> [PAGE EXCERPT]:
####
The Trianon de Porcelaine - Grand Trianon (since 1687)
The Large Trianon or Mrble Trianon, built by Hardouin-Mansart and de Cotte in 1687-88. The idea for the peristyle, or open centrsl porch, came from Louis XIV himself.
Located at the northern end of the transverse arm of the Grand Canal, the Trianon de Porcelaine formed a pendant to the Ménagerie. Designed by Louis LeVau and François d'Orbay and built between 1669-1670 as a pleasure pavilion for Louis XIV and his mistress, the marquise de Montespan, the central pavilion and its four smaller buildings were covered with blue and white earthenware (rather than porcelain, which had not yet been made in Europe) tiles in imitation of porcelain tiles. Regrettably, the Trianon de Porcelaine was relatively short-lived, owing to the waning of the marquise de Montespan's popularity and the maintenance of the exterior tile revetment—tiles would fracture and detach from the surface of the buildings due to the cold weather. In 1687, the Trianon de Porcelaine was destroyed; but, as the location of favored by Louis XIV, the Grand Trianon was built on the same site.
It has been said that Louis XIV built Versailles for his court, Trianon for his family, and Marly for his friends—and the Grand (Porcelain) Trianon did serve the Sun King and his family. Built by Jules Hardouin-Mansart, the Grand Trianon is unabashedly one of his greatest works.
Constructed of pink Languedoc marble between 1687-1689 in an Italianate-style, this two-story structure succeeds—architecturally and stylistically—where the chateau of Versailles fails.
####
> [STATED GOAL]:
According to the Trianon text, what were the tiles covering the Trianon de Porcelaine made of?
####
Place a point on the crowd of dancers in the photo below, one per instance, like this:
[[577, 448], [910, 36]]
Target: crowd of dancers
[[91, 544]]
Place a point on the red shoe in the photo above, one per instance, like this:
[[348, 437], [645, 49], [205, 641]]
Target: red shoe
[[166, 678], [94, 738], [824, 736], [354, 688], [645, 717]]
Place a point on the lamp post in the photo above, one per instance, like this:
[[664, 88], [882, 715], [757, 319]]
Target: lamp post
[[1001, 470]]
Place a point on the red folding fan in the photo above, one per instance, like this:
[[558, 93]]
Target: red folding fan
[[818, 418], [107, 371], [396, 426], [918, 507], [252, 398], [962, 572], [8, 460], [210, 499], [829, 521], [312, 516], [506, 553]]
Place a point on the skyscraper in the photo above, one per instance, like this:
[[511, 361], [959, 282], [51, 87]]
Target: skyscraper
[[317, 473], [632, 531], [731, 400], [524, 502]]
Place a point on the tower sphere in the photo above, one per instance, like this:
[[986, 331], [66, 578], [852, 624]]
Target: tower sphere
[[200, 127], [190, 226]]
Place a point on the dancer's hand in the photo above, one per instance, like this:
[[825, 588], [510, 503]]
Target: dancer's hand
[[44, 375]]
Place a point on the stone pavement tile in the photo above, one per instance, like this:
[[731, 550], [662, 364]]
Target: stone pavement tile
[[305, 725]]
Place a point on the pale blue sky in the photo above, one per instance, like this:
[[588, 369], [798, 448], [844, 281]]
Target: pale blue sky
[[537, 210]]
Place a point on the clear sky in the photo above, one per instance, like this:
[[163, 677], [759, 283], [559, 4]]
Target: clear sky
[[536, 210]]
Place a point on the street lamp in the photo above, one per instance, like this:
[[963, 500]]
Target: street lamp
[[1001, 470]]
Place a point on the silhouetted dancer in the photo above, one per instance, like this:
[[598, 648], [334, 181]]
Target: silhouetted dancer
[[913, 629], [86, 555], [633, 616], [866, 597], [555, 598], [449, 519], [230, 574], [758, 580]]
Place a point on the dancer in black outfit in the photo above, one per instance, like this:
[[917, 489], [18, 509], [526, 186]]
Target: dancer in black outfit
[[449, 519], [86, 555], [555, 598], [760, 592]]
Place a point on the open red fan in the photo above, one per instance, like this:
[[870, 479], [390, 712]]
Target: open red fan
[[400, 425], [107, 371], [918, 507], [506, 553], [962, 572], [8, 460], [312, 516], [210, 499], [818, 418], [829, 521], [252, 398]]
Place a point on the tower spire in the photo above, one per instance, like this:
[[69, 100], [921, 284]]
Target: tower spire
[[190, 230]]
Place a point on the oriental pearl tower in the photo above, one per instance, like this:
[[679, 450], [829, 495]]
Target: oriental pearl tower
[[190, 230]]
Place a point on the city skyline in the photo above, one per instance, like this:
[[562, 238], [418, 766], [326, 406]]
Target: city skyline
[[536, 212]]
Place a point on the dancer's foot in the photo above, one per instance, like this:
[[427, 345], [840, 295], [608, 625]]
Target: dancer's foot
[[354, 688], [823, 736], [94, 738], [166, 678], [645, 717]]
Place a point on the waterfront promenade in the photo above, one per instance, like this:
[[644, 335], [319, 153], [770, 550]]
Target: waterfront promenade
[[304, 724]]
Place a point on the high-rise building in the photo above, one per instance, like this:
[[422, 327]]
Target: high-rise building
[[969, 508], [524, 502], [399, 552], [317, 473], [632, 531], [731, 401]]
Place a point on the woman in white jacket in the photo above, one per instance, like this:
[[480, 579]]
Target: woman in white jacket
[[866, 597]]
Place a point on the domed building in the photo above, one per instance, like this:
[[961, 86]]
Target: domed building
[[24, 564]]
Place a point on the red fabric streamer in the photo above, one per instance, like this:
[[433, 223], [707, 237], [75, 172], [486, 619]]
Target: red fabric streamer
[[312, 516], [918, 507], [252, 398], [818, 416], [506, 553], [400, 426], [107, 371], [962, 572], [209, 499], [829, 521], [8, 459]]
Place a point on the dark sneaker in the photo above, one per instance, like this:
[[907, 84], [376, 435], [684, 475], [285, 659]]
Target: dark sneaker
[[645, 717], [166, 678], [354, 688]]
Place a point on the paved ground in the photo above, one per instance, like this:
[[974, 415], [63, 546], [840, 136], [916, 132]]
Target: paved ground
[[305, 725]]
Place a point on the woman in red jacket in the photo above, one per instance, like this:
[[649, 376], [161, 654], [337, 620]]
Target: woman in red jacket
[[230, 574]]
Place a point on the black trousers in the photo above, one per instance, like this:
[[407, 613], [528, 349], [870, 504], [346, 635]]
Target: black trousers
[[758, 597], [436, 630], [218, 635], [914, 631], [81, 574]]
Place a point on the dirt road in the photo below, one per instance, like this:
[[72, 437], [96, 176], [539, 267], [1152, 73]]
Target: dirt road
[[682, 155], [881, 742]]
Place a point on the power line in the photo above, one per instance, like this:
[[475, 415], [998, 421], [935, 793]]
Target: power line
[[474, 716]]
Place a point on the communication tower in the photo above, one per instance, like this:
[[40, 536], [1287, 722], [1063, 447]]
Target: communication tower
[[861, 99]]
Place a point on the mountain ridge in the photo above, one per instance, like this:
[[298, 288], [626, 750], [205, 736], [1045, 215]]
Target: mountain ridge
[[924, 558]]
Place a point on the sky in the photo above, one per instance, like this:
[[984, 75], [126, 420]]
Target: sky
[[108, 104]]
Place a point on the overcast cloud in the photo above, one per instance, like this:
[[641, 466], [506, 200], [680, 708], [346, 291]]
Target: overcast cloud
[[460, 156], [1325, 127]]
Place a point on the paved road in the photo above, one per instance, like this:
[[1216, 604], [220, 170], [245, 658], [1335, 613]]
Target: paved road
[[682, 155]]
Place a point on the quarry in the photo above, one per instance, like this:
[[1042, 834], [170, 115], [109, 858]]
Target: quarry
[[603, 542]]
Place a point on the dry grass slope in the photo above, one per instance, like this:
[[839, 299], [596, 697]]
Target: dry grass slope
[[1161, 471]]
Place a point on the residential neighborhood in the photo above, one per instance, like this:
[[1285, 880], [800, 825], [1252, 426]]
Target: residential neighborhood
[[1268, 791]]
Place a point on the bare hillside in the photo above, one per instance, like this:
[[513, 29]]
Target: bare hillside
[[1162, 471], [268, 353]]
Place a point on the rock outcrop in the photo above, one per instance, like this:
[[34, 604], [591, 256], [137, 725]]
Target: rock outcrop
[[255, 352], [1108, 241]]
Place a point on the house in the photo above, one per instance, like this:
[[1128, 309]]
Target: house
####
> [ANSWER TO THIS EXERCISE]:
Blue and white earthenware, in imitation of porcelain tiles.